** Text excerpt **
%%
Superintendent counters rapid blight

Mike Caranci, superintendent for Candlewood Country Club in Whittier, Calif., was forced to shift his method of battling rapid blight.

Like most golf course superintendents, Mike Caranci, superintendent for Candlewood Country Club in Whittier, Calif., defies the laws of nature every day. That presents Caranci a number of challenges to overcome to keep his course looking great and in the best playing condition possible.

The work that Caranci and his 23-person crew do is almost invisible to the golfers who enjoy more than 40,000 rounds played on the 350 open days per year. The golfers don’t know the well-planned course maintenance program that Caranci has developed over the past 17 years. They barely notice his crew performing the mowing, irrigation, preventive weed and disease applications, nor the dozens of daily fine grooming details necessary to create one of the best-conditioned courses in Southern California.

The Candlewood crew’s greatest challenge is keeping the Poa annua greens thriving year round in an environment that is not conducive to cool-season turf success.

While Poa annua on greens is the turf of choice at Candlewood, the environmental conditions that it must live in are far from optimal. For starters, the soil is naturally high in salts (greater than 3.0 dS/m) due primarily to the lack of frequent rainfall that would leach the salt through the soil profile. Water in the region also is naturally high in salts – compounding the detrimental soil condition.

A constant blade length of between 5/32 and 5/64 inch also challenges Caranci’s Poa annua greens. Additionally, the southern California heat of June through September, coupled with the greatest seasonal traffic occurring during the same period, makes constant turf monitoring and quick correction of additional stresses critical to the greens’ survival.

While these factors are course management concerns, if the additional stress of turf pathogens appeared, they could certainly spell disaster in this delicately balanced environment.

With more than 24 years of experience as a superintendent in Hawaii, Palm Springs and the Los Angeles areas, Caranci has seen, and fought, just about every turf disease common to those regions.
%%
** Extracted records **
%%
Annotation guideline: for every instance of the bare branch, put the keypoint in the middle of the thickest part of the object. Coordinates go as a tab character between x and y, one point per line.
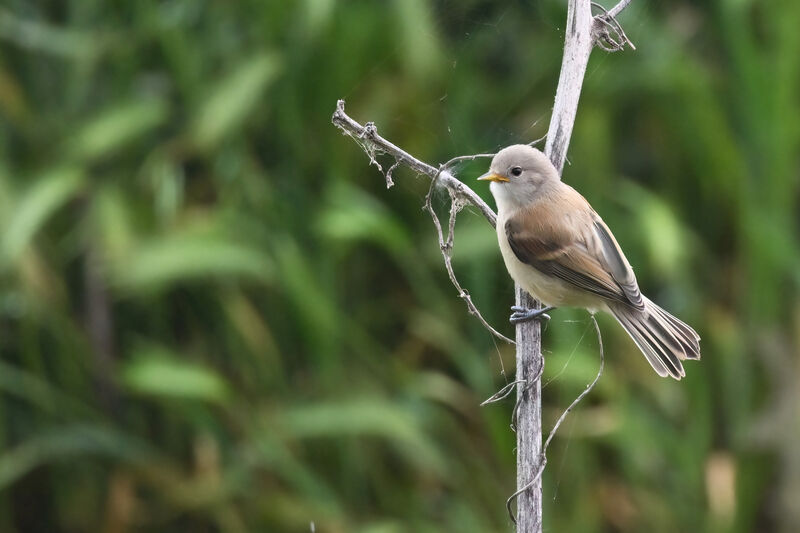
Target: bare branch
581	396
460	195
446	247
607	32
369	134
617	9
%%
** What you are asked to do **
Pick up the article about Mike Caranci and rapid blight at Candlewood Country Club and keep writing it from the point where it stops.

** Answer space **
Caranci previously followed a preventive fungicide application program that included a rapid blight preventive treatment that consisted of a tank mixture of Compass at 0.5 ounce and Fore at six ounces per 1,000 square feet that provided 14 to 21 days control.

However, in late winter 2003 and continuing through early spring 2004, Caranci discovered that his preventive rapid blight treatment wasn’t doing the job.

“The turf just didn’t look right,” Caranci says. “I’ve had problems with brown patch and summer patch before, but this wasn’t the time of year that you normally see those. The turf looked really dry, even though it had proper irrigation and the temperatures were relatively cool – 60 to 70 degrees.”

Rapid blight appears as irregular shaped chlorotic or necrotic reddish brown patches that are five inches in diameter and may form larger dead areas up to five feet in diameter. Additionally, a close look at the turf reveals chlorotic leaves that appear mottled and water-soaked.

Having exhausted his options in correcting the situation and convinced that a disease had developed a resistance to his fungicide routine, Caranci turned to his distributor sales representative for help. His representative confirmed the disease that was attacking the greens, and helped re-evaluate his fungicide program to correct the situation.

The diagnosis was indeed rapid blight and the recommendation was Insignia fungicide, a BASF fungicide that has recently been labeled for golf course turf use in California. The product was shipped directly to the course and within 36 hours Caranci was making his first application.

“The greens looked really bad, but within seven days the turf showed a significant recovery and in 10 days the rapid blight disappeared altogether,” Caranci says.

At the time of the distributor sales representative’s visit, few were familiar with rapid blight as it was not identified through plant pathological systematics until 2003. Labyrinthula, an obscure microorganism that has features of both fungi and protozoans, had only previously infected marine plants such as seagrass, diatoms and algae. In December 2004 the University of Arizona received confirmation from the international organization that approves biological nomenclature that the species Labyrinthula terrestris had been accepted as the causal agent.

Rapid blight is becoming a problem for many courses in the southern United States where more than 100 golf courses in 11 states (Arizona, California, Colorado, Florida, Georgia, Louisiana, Nevada, North Carolina, South Carolina, Texas and Utah) have identified rapid blight infections on cool-season turf. In fact, the high salinity environment that rapid blight thrives in is common to courses in these states.

Additionally, maintenance practices such as aeration and frequent mowing, along with heavy traffic damages the leaf blade, provide an entry point for the disease.

Having learned how it attacks the turf, Caranci now follows a preventive fungicide program that includes a tank mixture of Insignia at 0.5 ounce and six ounces of Fore per 1,000 square feet applied every 14 days during the summer months (June through September) and applications every four to six weeks the remainder of the year at the same rate.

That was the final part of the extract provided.